> _Testo dell'esercizio_:
Un “passo avanti” rispetto al Codice del 2018

In particolare, il codice rafforzato punta a eliminare i difetti del codice precedente introducendo impegni e misure più rigorosi e dettagliati, basati sugli insegnamenti operativi tratti negli ultimi anni. Con questo obiettivo, contiene impegni volti ad ampliare la partecipazione (il codice non è mirato esclusivamente sulle grandi piattaforme, ma coinvolge anche una serie di attori diversi, ognuno dei quali può svolgere un ruolo nel ridurre la diffusione della disinformazione. Inoltre si auspica l’adesione di ulteriori firmatari); ridurre gli incentivi finanziari per chi diffonde disinformazione (facendo in modo che i responsabili della disinformazione non beneficino di introiti pubblicitari); puntare l’attenzione anche sui nuovi comportamenti manipolativi (account fasulli, bot o deep fake malevoli che diffondono disinformazione); dotare gli utenti di strumenti migliori per riconoscere, comprendere e segnalare la disinformazione; dare impulso alla verifica dei fatti in tutti i Paesi e in tutte le lingue dell’UE (garantendo che il lavoro svolto dai verificatori dei fatti sia remunerato adeguatamente); garantire la trasparenza della pubblicità politica (consentendo agli utenti di riconoscere facilmente gli annunci di natura politica grazie a indicazioni più chiare e a informazioni riguardo agli sponsor, all’entità della spesa e al periodo di visualizzazione); rafforzare il sostegno ai ricercatori offrendo loro un migliore accesso ai dati delle piattaforme; valutare l’impatto del codice stesso (attraverso un solido quadro di monitoraggio e relazioni periodiche delle piattaforme in merito alle modalità di attuazione dei loro impegni); istituire un centro per la trasparenza e una task force che forniscano una panoramica agevole e trasparente dell’attuazione del codice, al fine di mantenerlo adeguato ai suoi obiettivi e alle esigenze future.

> _Elenco attività_:
**1)** Quali esempi di nuovi comportamenti manipolativi cita il testo sul codice contro la disinformazione? Elencali tutti.
**2)** Riprendi il testo sul codice contro la disinformazione e continualo dopo l'ultima frase.
I record non hanno alcun legame con il testo sul codice contro la disinformazione.

> _Dati forniti_:
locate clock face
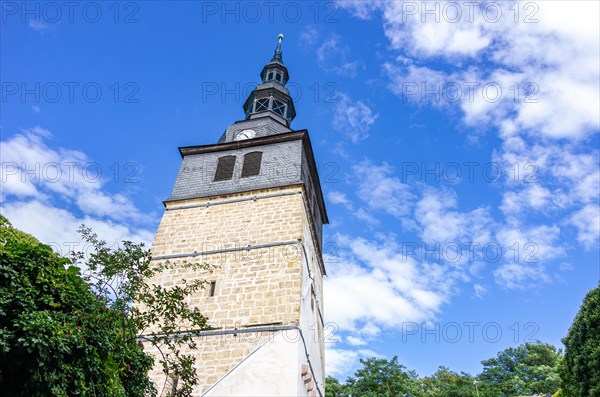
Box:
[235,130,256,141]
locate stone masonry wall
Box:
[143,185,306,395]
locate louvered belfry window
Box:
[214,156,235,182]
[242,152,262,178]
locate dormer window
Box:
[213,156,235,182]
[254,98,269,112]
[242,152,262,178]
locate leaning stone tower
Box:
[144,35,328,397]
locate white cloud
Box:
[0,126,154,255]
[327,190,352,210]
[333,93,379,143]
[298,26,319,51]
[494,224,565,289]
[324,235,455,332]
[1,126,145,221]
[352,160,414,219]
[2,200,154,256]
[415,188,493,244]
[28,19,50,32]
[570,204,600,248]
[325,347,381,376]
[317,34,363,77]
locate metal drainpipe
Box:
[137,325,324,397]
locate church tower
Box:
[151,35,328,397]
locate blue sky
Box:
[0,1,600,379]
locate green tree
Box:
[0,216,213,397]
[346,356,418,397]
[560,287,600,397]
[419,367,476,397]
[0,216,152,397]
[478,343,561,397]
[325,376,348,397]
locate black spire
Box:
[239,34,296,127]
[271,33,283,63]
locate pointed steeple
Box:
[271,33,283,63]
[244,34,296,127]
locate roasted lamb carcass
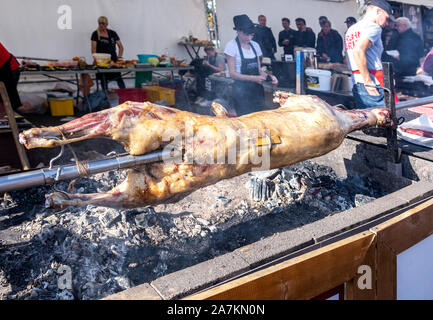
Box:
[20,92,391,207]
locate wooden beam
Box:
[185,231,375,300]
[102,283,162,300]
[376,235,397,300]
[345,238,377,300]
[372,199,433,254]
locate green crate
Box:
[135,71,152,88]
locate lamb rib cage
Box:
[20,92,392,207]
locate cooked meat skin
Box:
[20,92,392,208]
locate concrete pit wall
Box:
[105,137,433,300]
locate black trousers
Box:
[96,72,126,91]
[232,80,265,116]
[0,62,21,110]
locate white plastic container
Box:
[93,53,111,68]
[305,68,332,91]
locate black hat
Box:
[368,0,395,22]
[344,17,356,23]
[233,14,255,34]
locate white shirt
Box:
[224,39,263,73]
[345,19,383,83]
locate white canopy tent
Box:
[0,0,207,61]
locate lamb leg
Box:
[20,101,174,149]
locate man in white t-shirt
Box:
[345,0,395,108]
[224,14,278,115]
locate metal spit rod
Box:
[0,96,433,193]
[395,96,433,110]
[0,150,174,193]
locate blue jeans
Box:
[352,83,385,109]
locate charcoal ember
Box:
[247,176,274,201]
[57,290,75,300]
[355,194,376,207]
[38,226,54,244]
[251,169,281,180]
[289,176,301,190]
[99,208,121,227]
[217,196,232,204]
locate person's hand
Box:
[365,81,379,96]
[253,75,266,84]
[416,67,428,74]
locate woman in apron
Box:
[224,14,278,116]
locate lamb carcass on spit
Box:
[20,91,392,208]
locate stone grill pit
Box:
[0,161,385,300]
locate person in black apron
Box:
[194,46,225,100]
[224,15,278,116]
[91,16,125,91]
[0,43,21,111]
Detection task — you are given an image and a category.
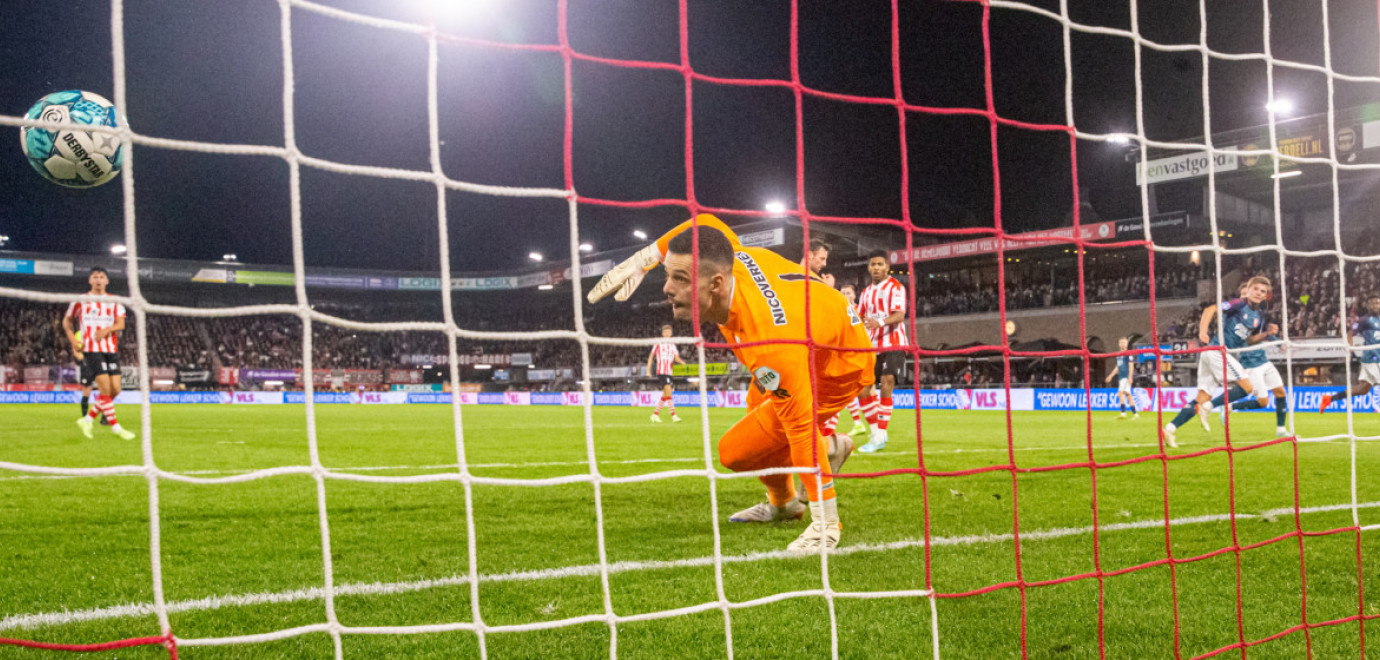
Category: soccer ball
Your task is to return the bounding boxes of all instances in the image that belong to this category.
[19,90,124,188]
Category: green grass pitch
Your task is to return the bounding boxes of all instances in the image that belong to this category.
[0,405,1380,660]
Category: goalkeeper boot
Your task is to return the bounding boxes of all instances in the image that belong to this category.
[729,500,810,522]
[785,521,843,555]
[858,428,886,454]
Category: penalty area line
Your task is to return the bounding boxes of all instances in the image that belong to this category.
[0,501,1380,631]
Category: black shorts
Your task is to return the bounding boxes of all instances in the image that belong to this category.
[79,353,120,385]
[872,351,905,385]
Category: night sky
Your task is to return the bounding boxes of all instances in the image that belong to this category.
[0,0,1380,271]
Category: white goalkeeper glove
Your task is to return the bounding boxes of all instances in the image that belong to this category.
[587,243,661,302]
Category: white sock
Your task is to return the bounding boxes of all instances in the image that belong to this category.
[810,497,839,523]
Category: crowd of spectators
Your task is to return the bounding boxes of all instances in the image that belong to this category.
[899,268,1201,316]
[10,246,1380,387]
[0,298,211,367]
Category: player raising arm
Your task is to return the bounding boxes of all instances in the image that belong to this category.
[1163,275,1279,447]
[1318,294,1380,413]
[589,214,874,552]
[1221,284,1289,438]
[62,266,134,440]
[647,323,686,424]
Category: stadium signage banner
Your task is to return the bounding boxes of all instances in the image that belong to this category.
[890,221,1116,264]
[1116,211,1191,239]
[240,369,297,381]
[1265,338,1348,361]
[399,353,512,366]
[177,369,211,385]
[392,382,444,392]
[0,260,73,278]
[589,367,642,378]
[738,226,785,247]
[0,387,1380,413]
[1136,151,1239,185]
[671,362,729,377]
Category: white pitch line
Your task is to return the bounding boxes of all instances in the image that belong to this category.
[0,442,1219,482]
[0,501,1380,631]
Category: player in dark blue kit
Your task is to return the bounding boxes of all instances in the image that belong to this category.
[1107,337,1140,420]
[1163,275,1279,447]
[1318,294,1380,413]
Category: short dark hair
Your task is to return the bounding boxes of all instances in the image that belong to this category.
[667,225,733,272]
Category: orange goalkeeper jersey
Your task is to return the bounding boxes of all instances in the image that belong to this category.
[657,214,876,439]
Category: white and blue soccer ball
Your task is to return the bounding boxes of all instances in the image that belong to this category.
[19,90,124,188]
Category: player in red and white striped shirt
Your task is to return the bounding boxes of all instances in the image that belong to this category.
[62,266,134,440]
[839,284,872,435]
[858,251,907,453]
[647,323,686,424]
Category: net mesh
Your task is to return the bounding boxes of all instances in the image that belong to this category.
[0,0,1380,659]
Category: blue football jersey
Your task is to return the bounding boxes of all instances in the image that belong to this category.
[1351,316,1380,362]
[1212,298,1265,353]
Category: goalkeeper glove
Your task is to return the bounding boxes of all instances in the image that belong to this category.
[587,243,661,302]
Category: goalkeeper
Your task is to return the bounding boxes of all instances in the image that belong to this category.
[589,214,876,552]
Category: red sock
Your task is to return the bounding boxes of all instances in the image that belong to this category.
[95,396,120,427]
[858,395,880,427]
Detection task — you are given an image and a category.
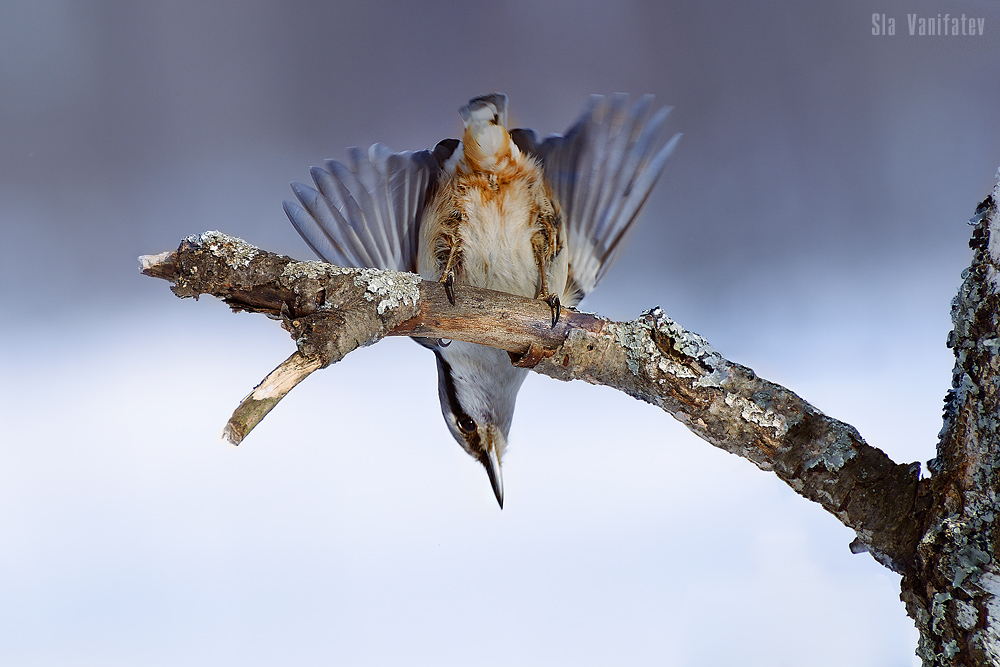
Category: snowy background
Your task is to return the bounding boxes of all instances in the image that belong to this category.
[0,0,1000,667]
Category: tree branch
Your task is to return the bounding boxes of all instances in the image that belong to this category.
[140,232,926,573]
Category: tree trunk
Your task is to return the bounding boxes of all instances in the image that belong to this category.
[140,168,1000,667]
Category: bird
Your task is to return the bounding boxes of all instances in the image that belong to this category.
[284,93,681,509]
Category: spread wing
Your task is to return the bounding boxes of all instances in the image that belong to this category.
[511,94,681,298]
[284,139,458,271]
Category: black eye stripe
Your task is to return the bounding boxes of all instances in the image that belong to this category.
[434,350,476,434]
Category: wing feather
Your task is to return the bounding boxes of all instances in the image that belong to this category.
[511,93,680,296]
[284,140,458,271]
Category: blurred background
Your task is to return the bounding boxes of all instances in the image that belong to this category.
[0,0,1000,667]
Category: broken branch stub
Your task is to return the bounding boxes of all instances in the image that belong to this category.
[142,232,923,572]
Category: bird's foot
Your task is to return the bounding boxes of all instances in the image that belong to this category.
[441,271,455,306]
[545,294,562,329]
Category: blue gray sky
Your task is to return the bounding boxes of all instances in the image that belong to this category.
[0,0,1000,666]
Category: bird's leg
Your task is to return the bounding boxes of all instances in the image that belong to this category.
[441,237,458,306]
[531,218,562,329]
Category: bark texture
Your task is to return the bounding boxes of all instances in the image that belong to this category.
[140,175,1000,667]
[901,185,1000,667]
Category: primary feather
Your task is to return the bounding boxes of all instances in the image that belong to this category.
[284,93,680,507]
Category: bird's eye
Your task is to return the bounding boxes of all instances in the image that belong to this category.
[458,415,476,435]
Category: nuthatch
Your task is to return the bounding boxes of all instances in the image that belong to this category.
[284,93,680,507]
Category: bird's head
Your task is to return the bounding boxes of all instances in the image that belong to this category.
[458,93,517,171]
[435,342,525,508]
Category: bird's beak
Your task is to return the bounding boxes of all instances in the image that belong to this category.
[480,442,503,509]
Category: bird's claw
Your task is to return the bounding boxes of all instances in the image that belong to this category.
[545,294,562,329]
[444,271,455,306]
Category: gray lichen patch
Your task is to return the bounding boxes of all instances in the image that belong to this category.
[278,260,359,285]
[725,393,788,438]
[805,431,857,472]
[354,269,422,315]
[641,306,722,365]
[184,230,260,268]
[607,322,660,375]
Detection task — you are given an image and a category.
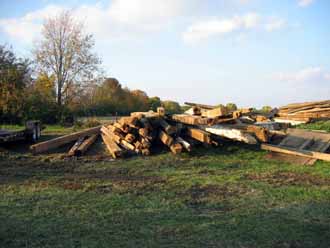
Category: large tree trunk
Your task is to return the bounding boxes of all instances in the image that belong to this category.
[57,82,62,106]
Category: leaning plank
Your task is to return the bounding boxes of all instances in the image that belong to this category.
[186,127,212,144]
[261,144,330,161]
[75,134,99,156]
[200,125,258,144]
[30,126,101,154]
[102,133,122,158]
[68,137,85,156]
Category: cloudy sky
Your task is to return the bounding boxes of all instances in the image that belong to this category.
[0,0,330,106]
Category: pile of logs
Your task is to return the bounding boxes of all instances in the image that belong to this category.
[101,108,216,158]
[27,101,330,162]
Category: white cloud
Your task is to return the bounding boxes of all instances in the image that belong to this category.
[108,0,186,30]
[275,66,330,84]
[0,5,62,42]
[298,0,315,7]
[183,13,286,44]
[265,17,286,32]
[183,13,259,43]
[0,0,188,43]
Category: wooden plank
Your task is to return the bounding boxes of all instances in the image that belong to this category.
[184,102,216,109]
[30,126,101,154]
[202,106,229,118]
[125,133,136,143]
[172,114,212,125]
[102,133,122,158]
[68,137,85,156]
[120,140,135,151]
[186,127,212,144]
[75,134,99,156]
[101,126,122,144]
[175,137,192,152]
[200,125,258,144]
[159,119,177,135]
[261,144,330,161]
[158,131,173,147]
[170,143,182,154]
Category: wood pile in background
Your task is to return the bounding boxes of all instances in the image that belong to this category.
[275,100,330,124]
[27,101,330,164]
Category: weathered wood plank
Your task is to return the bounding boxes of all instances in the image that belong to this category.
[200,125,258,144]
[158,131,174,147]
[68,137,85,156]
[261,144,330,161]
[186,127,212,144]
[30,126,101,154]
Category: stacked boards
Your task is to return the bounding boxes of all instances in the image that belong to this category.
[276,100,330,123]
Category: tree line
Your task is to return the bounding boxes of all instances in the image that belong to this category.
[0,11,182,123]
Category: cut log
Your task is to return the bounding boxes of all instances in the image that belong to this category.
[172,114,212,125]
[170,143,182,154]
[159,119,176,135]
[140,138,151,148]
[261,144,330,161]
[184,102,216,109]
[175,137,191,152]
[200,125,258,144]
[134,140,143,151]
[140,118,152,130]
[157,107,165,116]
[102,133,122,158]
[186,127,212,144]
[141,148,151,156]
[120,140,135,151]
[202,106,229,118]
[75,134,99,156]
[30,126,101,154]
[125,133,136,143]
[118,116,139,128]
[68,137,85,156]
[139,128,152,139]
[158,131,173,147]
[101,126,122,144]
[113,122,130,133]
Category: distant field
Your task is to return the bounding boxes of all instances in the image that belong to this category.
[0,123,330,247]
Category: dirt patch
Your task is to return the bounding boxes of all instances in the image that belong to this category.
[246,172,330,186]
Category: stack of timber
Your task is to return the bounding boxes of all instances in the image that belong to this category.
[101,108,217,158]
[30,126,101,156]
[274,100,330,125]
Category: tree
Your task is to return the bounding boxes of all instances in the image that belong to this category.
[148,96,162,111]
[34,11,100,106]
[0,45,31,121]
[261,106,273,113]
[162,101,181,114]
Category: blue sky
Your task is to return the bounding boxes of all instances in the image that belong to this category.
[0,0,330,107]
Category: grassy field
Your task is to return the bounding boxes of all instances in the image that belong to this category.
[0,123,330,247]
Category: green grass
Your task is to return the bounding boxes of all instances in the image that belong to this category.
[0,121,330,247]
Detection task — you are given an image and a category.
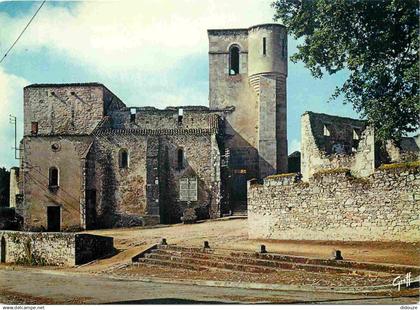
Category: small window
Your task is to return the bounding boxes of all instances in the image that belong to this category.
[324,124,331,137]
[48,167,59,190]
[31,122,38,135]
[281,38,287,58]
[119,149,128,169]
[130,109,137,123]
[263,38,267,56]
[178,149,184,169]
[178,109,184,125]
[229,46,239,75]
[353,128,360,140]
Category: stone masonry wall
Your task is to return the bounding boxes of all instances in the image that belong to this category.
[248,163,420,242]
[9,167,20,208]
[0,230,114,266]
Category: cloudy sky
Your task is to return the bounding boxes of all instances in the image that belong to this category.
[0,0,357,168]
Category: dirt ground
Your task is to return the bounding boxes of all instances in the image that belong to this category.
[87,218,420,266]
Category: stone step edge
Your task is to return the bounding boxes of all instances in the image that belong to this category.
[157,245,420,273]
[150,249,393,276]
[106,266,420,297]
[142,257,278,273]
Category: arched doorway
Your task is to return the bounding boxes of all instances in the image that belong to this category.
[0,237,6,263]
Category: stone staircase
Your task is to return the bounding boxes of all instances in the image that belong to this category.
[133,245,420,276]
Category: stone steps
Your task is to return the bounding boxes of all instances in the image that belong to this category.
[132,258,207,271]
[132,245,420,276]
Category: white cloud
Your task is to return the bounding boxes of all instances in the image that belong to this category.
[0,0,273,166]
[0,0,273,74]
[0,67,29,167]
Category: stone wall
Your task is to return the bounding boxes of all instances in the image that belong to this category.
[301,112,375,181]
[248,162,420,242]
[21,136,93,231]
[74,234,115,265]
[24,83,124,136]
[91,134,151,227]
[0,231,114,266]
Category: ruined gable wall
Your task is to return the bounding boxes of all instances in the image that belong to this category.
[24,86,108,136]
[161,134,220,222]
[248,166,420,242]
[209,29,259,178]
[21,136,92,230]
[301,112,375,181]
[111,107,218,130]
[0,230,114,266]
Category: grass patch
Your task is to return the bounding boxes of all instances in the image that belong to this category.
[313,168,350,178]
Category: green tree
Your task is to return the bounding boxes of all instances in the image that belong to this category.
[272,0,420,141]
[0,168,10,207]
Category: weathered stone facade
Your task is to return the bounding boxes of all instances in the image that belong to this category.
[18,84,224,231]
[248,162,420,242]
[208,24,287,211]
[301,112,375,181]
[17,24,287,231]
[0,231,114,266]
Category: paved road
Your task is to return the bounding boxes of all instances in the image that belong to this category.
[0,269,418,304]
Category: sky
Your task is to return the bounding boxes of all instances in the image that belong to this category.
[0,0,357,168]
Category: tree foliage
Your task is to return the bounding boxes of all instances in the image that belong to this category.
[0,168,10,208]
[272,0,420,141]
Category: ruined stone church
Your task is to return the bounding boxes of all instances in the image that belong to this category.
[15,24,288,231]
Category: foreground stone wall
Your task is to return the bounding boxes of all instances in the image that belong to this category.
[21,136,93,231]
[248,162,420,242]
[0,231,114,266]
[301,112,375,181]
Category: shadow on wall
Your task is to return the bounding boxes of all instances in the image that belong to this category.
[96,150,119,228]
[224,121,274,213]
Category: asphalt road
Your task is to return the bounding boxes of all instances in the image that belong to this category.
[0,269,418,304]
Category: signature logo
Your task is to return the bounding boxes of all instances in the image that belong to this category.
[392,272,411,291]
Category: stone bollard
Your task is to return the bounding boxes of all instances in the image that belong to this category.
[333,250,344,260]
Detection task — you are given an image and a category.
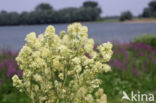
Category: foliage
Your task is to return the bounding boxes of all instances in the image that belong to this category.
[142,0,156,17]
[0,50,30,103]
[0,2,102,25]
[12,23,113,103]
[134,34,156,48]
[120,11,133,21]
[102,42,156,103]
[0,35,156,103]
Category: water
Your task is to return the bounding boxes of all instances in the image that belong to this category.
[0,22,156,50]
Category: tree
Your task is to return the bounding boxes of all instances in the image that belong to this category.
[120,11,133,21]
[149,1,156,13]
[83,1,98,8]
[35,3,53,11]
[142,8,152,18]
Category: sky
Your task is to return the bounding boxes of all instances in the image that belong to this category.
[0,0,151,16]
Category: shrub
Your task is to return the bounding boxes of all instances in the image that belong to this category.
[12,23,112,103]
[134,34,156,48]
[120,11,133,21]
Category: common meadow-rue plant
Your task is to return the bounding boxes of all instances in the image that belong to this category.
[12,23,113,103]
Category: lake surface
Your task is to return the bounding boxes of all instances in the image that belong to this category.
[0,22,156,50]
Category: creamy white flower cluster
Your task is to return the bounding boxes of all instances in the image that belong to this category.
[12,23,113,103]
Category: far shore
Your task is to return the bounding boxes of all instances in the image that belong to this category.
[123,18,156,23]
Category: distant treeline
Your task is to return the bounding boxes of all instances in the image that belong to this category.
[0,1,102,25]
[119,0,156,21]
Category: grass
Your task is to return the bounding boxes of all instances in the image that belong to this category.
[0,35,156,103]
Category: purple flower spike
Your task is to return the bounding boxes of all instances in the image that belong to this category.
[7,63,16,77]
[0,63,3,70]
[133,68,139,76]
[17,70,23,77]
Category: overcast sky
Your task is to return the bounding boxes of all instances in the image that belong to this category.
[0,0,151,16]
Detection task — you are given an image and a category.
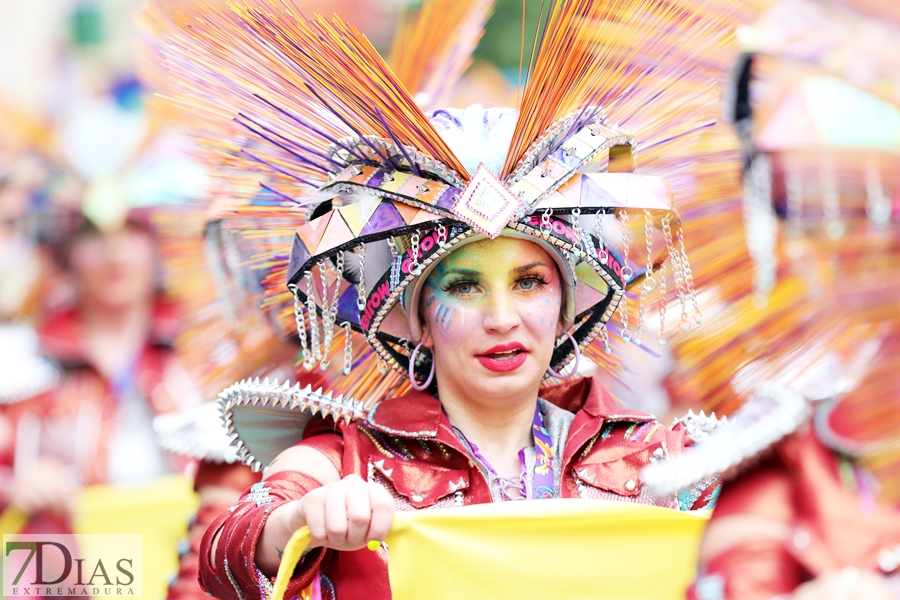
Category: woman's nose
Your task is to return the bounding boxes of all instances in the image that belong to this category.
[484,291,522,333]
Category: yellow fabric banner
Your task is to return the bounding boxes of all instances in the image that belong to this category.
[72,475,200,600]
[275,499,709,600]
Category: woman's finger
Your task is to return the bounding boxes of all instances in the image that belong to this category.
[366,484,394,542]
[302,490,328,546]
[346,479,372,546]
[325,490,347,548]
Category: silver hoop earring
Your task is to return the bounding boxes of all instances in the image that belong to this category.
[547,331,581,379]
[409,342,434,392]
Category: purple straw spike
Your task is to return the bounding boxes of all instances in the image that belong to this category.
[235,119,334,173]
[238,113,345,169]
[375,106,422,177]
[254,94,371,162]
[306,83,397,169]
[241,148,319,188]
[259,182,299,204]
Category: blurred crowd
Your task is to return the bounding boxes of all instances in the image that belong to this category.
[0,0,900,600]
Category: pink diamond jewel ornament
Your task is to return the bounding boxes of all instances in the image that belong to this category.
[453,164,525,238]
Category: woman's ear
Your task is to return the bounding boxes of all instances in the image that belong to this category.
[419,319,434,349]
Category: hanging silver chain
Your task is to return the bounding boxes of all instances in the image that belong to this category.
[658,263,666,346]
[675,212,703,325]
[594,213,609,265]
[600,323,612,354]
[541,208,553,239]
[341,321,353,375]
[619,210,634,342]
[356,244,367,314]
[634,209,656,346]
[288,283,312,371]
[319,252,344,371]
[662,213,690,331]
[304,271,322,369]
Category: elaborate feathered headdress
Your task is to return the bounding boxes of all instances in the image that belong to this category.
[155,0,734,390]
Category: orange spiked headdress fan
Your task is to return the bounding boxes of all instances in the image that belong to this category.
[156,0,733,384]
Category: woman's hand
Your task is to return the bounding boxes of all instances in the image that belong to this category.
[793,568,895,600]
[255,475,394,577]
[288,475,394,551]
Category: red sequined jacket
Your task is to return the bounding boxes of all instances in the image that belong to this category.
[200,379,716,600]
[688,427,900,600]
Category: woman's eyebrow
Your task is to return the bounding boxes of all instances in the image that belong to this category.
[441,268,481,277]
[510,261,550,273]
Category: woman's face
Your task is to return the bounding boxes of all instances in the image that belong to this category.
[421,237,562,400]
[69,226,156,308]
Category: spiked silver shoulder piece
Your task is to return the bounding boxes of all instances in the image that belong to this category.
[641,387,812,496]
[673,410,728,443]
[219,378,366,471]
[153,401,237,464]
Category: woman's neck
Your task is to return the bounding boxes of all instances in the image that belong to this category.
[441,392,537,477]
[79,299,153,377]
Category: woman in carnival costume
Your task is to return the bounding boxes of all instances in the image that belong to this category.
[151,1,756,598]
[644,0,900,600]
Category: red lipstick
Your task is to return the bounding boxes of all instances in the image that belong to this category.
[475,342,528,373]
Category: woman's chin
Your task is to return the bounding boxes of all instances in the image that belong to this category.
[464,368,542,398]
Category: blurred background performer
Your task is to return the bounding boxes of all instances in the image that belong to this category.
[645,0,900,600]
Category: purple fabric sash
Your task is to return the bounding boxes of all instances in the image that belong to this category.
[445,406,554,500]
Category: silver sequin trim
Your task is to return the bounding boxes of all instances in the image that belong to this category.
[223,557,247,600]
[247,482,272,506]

> _Risposte_:
**1)** Account fasulli, bot, deep fake malevoli.

**2)**
“Questo nuovo codice contro la disinformazione giunge in un momento in cui la Russia usa la disinformazione come arma nel quadro della sua aggressione militare contro l’Ucraina, ma coincide anche con una serie di attacchi alla democrazia sul piano globale – commenta Věra Jourová, vicepresidente per i Valori e la trasparenza – .  Ora possiamo contare su impegni molto profondi per ridurre l’impatto della disinformazione online e su strumenti assai più solidi per misurarne le modalità di attuazione in tutta l’Ue, in tutti i suoi paesi e in tutte le sue lingue. Gli utenti disporranno inoltre di strumenti migliori per segnalare la disinformazione e comprendere ciò che vedono. Il nuovo codice ridurrà inoltre gli incentivi finanziari per la diffusione di disinformazione e consentirà ai ricercatori di accedere più agevolmente ai dati delle piattaforme.”

“Niente firma di Apple? Siamo una democrazia”

“La disinformazione rappresenta una forma di invasione del nostro spazio digitale, con un impatto tangibile sulla nostra vita quotidiana – aggiunge Thierry Breton, commissario per il Mercato interno -. Le piattaforme online devono intervenire con decisione, in particolare sulla questione dei finanziamenti. Diffondere disinformazione non deve fare guadagnare un solo euro a nessuno. Per rafforzarne la credibilità, il nuovo codice di buone pratiche sarà affiancato dalla legge sui servizi digitali, che prevede, fra le altre cose, l’introduzione di pesanti sanzioni dissuasive. Le piattaforme di dimensioni molto grandi che violano ripetutamente il codice e non attuano adeguate misure di attenuazione dei rischi rischiano infatti ammende fino al 6% del proprio fatturato mondiale”.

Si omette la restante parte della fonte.